(Extracted records)
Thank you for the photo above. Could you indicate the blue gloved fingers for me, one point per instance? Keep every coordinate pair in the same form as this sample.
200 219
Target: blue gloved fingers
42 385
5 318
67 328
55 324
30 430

◆ Your objective
Transcribe every entry exactly as it reads.

◆ Written reply
Thank you for the photo above. Could you indicate the blue gloved fingers for me, one point per instance? Keep every coordinate pair in the same form as this sample.
200 219
Target: blue gloved fingers
42 385
5 318
67 328
55 324
30 430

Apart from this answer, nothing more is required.